▶ STATED EXERCISE 1:
Rewrite part of the article on NCAA entrance requirements, starting at the words "The legal battle" and ending after "U.S. circuit court.", and replace "Philadelphia" with "Pittsburgh".
▶ STATED EXERCISE 2:
Answer these questions using the article on NCAA entrance requirements:
(a) On what date did Judge Ronald Buckwalter issue his ruling?
(b) What does the National Collegiate Athletic Association say it will do?
(c) Why do most officials at Catholic institutions consider the SAT dispute of little concern?
▶ STATED EXERCISE 3:
Continue the article on NCAA entrance requirements for student-athletes from the point where it stops.

▶ DOCUMENT TEXT:
--

The legal battle brewing over the fairness of nationwide entrance requirements for student-athletes might leave many Catholic colleges relatively unscathed.
Federal District Court Judge Ronald Buckwalter in Philadelphia ruled March 8 that the Scholastic Aptitude Test minimum could not be used to exclude athletes from participating in varsity-level sports because it discriminates against African-American athletes, who often do not have the advantage of an adequate high school education.
The National Collegiate Athletic Association said it will appeal to a U.S. circuit court.
While other colleges may gain some recruitment advantage over the Catholic colleges, most coaches, athletic directors and other officials at Catholic institutions dismiss the SAT row as being of little concern since they already maintain entrance standards above those imposed by the NCAA.

--

▶ Data items:
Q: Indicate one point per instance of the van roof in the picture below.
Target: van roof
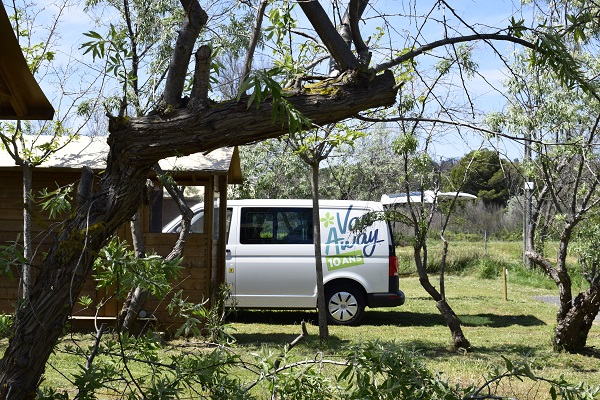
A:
(305, 202)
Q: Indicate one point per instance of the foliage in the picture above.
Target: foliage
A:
(117, 265)
(266, 87)
(481, 172)
(200, 320)
(370, 370)
(6, 323)
(385, 370)
(11, 255)
(56, 201)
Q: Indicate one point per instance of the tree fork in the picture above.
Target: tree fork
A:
(136, 145)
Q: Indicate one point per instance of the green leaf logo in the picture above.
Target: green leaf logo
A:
(327, 220)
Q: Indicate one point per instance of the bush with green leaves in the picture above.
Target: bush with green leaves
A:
(117, 265)
(124, 366)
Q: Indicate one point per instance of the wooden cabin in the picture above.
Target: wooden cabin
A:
(204, 255)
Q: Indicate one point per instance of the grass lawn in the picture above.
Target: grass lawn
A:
(519, 328)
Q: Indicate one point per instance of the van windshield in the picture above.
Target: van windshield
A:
(197, 225)
(275, 225)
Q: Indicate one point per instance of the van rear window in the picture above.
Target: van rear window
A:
(276, 225)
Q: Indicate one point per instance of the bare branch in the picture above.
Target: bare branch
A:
(336, 45)
(355, 10)
(448, 41)
(254, 40)
(196, 19)
(199, 95)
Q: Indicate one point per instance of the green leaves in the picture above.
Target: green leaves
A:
(264, 87)
(57, 201)
(117, 265)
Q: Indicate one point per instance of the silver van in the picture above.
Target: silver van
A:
(271, 259)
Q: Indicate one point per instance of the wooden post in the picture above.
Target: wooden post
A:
(504, 283)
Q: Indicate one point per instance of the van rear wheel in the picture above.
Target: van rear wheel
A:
(345, 304)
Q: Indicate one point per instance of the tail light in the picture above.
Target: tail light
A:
(393, 266)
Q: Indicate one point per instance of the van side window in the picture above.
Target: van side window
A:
(276, 225)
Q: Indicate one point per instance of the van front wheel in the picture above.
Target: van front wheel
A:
(345, 305)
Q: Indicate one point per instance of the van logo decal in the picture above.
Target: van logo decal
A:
(345, 260)
(340, 237)
(327, 220)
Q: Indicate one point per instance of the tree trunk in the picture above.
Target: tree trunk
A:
(458, 337)
(572, 330)
(321, 305)
(137, 296)
(136, 144)
(27, 245)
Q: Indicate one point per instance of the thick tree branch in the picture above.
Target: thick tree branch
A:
(199, 95)
(146, 140)
(338, 48)
(260, 13)
(444, 42)
(196, 19)
(355, 10)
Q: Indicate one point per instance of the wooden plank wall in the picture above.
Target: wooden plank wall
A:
(11, 222)
(194, 280)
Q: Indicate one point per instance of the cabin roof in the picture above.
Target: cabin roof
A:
(92, 151)
(20, 95)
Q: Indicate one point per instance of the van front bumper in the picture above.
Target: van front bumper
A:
(393, 299)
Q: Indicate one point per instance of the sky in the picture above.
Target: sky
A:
(482, 14)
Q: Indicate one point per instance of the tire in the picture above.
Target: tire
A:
(345, 304)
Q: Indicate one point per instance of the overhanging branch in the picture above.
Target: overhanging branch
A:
(445, 42)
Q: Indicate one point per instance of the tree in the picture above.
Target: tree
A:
(313, 147)
(182, 125)
(481, 172)
(29, 143)
(559, 125)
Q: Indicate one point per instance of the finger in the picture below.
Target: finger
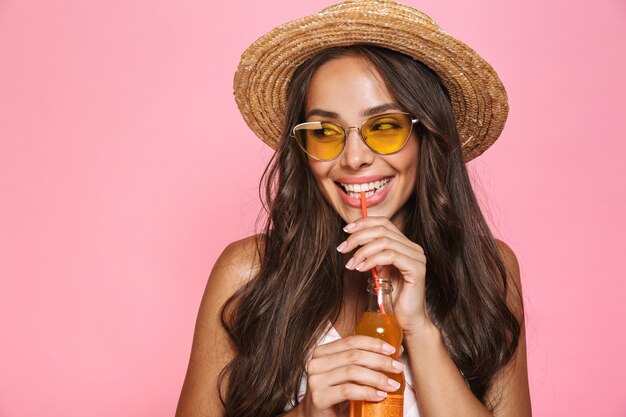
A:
(330, 396)
(410, 268)
(374, 233)
(354, 342)
(353, 374)
(381, 245)
(371, 221)
(357, 357)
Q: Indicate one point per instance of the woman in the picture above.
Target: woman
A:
(275, 328)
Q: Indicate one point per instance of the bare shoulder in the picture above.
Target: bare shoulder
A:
(238, 263)
(211, 350)
(514, 282)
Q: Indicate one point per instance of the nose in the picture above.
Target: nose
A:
(356, 153)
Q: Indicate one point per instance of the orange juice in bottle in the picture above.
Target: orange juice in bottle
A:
(378, 321)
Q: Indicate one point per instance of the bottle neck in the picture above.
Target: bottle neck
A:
(379, 295)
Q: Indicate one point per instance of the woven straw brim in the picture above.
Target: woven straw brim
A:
(478, 97)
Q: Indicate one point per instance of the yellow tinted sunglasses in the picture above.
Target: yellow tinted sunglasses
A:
(384, 134)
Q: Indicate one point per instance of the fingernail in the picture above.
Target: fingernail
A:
(393, 384)
(350, 263)
(388, 348)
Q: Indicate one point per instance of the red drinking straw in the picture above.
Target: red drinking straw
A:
(374, 271)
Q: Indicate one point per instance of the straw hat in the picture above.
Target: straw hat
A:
(478, 97)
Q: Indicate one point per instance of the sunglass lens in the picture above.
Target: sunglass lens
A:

--

▶ RESPONSE 1:
The legal battle brewing over the fairness of nationwide entrance requirements for student-athletes might leave many Catholic colleges relatively unscathed.
Federal District Court Judge Ronald Buckwalter in Pittsburgh ruled March 8 that the Scholastic Aptitude Test minimum could not be used to exclude athletes from participating in varsity-level sports because it discriminates against African-American athletes, who often do not have the advantage of an adequate high school education.
The National Collegiate Athletic Association said it will appeal to a U.S. circuit court.

▶ RESPONSE 2:
(a) March 8.
(b) It will appeal to a U.S. circuit court.
(c) Their colleges already keep entrance standards higher than those the NCAA imposes.

▶ RESPONSE 3:
At Catholic colleges, “the talent level goes beyond athletics to the point where [the student-athletes] are often involved in the Church, the community and every other aspect of life,” said Vincentian Father James Maher, campus minister for athletics at St. John's University in Jamaica, N.Y. “They are committed to being good people.”
Daniel Saracino, director of admissions at the University of Notre Dame, said his school doesn't go by whether a student applying for admission is an athlete or not.
“The average SAT at Notre Dame is 1270,” Saracino said. “We do admit athletes with lower SATs, but we won't consider them if we feel they can't make it academically here.”
Notre Dame, he added, looks at a prospective student's overall record, including courses taken, grade point average, and SAT score. They also interview student-athletes, to determine their commitment to the classroom. “If they ask the right questions about studies, they are more likely to be admitted,” he said.
Saracino said about 95% of all basketball and football players graduate. He cited Rocky Bleier and Jerome Heavens as examples of star collegiate and professional athletes who went on to successful business careers that required solid academic and intellectual preparation.
However, he said, there should be less emphasis on SAT scores.
“The SAT does seem to discriminate against minority students,” he maintained. “I wish more emphasis were placed on graduating more black students. Right now, it's at about 41%, and that's a real embarrassment.”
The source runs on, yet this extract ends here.